**Stated exercise**
Output verbatim the lines of the items below, starting at the line containing "the dirt trail" and ending at the line containing "x=829 y=569", with both of those lines included.

**Stored rows**

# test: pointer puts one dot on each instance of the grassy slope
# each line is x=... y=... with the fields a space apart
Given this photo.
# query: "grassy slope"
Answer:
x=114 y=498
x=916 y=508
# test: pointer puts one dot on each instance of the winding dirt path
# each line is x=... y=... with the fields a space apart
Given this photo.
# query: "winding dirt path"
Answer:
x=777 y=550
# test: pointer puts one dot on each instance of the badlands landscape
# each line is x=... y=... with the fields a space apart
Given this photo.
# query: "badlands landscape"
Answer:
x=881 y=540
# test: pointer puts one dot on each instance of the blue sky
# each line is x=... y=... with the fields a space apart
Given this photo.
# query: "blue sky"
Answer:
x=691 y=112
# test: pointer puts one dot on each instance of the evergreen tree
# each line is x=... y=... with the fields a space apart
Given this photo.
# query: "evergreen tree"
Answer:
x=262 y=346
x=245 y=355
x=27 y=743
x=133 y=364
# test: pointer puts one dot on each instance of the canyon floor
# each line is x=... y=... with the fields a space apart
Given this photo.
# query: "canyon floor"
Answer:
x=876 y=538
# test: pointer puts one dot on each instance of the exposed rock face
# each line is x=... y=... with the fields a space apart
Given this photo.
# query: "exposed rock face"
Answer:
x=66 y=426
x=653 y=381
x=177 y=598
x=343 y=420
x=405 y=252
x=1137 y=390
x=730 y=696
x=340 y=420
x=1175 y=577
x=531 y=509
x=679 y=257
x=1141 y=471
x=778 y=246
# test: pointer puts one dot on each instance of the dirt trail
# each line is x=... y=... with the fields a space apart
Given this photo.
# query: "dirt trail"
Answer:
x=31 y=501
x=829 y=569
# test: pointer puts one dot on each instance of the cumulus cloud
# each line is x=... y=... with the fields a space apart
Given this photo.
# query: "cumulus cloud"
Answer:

**The answer**
# test: pointer puts one dot on each instance of the dirt trail
# each line is x=... y=... with the fields a space apart
Given this photo.
# query: "dirt trail"
Answer:
x=31 y=501
x=829 y=569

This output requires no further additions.